### PROBLEMS TO SOLVE
(1) In the article on the Europa Clipper, what is the lowest altitude at which the probe is expected to skim Europa's icy surface?
(2) Pick up the article on the Europa Clipper after its final sentence and keep writing.

### SUPPLIED PASSAGE
——

The Europa Clipper may only need one ice grain to detect life on Jupiter’s ocean moon
A single grain of ice ejected from Jupiter’s ocean moon Europa could be enough to reveal evidence of alien life. “With suitable instrumentation, such as the SUrface Dust Analyzer (SUDA) on NASA’s Europa Clipper space probe, it might be easier than we thought to find life, or traces of it, on icy moons,” said Frank Postberg of Freie Universität Berlin. The Europa Clipper is scheduled to blast off in October 2024. It’s expected to arrive in 2030, then perform nearly 50 close flybys of Europa, skimming the icy surface at altitudes as low as 25 kilometres (16 miles). The mission’s primary objective is to learn more about the habitability of Europa’s subterranean ocean and the thickness of the ice shell above it.
In 2006, the Cassini mission to Saturn discovered plumes of water vapour belching out from Enceladus’ ocean through large fractures in the surface. Under the assumption that the Europa Clipper may also fly through an icy moon plume, scientists led by Fabian Klenner of the University of Washington in Seattle investigated whether SUDA might be able to detect any life carried up from the ocean on the plume. SUDA is designed to study particles of Europa’s surface ice and dust sputtered into space as the moon is constantly bombarded by micrometeorites, but perhaps it could analyse ice grains in the plumes, too.

——

(Entries drawn from a collection)
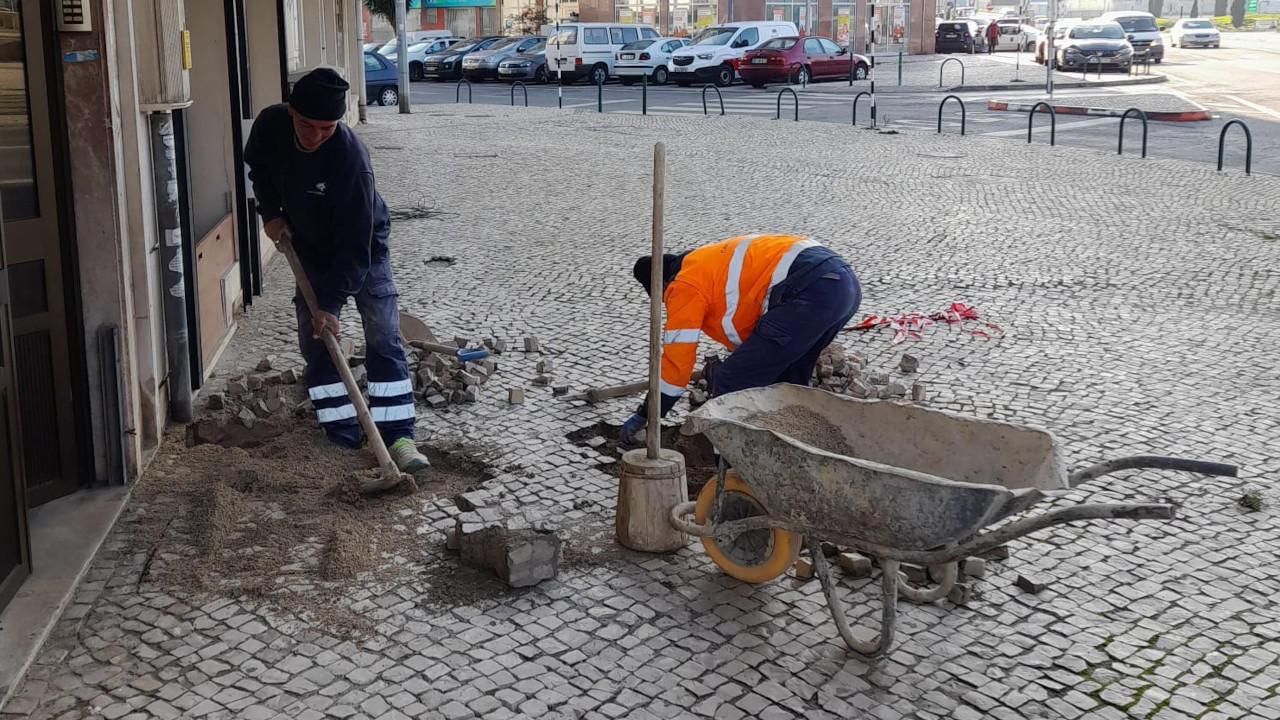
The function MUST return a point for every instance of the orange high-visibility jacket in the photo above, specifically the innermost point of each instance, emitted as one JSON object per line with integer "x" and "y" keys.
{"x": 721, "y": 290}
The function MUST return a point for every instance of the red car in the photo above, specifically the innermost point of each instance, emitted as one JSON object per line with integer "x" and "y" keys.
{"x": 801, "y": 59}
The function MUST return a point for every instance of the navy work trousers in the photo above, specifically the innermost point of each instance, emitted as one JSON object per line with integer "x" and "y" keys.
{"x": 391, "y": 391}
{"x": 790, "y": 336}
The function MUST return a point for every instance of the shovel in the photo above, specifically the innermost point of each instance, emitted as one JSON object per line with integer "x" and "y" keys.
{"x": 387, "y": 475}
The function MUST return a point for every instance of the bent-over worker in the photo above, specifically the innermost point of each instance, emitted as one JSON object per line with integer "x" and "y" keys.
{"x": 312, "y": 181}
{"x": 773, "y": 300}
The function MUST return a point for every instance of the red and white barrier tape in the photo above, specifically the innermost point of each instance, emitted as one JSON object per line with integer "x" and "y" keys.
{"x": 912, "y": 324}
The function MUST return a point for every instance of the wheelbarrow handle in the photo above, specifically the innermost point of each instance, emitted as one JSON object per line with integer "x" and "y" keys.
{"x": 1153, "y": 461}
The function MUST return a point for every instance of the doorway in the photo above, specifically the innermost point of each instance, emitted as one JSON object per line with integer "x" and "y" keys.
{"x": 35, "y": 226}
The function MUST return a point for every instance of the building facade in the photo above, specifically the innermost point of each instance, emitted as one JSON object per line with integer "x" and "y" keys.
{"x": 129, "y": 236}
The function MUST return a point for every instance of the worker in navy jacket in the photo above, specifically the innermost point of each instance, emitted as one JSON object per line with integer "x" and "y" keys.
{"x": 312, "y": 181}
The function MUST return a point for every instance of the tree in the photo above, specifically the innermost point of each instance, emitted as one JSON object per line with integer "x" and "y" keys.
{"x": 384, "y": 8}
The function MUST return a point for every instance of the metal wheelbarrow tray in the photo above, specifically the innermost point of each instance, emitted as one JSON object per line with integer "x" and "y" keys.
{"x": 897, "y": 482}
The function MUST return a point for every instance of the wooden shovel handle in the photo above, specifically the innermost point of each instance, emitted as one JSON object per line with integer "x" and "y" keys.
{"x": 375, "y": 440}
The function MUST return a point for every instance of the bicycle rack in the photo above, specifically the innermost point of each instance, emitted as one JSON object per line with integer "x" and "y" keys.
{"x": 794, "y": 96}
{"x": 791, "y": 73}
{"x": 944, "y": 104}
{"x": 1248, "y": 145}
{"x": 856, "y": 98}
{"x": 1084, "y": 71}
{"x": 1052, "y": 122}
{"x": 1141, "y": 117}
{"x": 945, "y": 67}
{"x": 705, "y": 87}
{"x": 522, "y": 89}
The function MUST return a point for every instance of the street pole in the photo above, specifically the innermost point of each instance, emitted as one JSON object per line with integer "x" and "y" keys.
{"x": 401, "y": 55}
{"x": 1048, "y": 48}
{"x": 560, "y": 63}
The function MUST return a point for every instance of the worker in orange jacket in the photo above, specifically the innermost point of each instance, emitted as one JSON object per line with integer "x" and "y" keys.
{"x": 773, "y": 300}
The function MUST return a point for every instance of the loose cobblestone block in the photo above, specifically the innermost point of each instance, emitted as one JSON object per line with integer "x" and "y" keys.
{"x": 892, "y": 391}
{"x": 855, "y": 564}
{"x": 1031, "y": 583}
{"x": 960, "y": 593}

——

### ANSWERS TO EACH TASK
(1) As low as 25 kilometers (16 miles).

(2)
Simulating high-velocity impacts of ice grains on the instrument in a laboratory would be pretty impractical, so instead Klenner’s team fired a thin, fast-moving jet of water vapour loaded with a bacterium called Sphingopyxis alaskensis into a vacuum chamber. S. alaskensis is found in seawater off the coast of Alaska, and is at home in cold temperatures surviving off few nutrients. It’s one of the closest things we have to a life form on Earth that could survive in Europa’s ocean.
More pertinently to the Europa Clipper’s potential for finding such life, the bacteria “are extremely small, capable of fitting into ice grains that are emitted from an ocean world like Enceladus or Europa,” said Klenner. The vacuum resulted in the water jet disintegrating into droplets that froze as ice grains. The grains were then studied with a mass spectrometer, mimicking how SUDA will study any grains that it picks up in real life.
The results of the experiment showed that S. alaskensis, or at least the parts of it that form ocean scum, could indeed be detected from studying just a single ice grain.